Top of RECORD SET
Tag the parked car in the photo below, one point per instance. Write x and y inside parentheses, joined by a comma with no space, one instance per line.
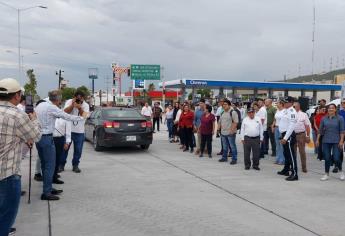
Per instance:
(118,126)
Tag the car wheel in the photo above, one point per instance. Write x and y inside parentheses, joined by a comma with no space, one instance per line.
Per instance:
(96,146)
(145,147)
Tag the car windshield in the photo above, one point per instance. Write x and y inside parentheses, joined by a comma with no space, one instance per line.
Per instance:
(119,113)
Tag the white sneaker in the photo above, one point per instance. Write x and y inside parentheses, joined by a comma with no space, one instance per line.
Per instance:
(324,178)
(342,176)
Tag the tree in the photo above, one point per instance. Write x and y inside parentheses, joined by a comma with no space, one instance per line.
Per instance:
(151,87)
(30,87)
(67,93)
(84,90)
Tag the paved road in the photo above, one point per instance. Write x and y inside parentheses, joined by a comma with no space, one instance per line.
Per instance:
(164,191)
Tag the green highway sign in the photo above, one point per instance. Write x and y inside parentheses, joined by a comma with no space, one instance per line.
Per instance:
(146,72)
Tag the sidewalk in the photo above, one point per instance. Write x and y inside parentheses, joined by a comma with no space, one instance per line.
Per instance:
(164,191)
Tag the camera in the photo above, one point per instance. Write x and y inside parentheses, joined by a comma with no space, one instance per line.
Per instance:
(29,104)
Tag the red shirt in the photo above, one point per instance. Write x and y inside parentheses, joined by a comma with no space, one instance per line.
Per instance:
(186,120)
(206,127)
(318,118)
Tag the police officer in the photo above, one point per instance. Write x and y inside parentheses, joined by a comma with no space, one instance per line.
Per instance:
(288,139)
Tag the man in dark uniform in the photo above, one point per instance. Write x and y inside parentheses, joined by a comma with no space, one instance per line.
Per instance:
(288,139)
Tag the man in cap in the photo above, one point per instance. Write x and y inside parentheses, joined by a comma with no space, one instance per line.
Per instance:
(47,113)
(16,129)
(251,137)
(262,114)
(197,122)
(288,139)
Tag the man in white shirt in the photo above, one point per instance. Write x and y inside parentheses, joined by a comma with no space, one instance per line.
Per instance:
(262,115)
(302,130)
(288,139)
(21,106)
(62,140)
(146,111)
(47,113)
(251,137)
(77,106)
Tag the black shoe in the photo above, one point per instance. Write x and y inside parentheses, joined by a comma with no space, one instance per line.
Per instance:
(12,231)
(292,178)
(49,197)
(38,177)
(57,181)
(286,173)
(76,169)
(233,162)
(61,169)
(56,191)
Bottom of RECORD SET
Name the number of lines in the listing that contain the word "shirt", and only that number.

2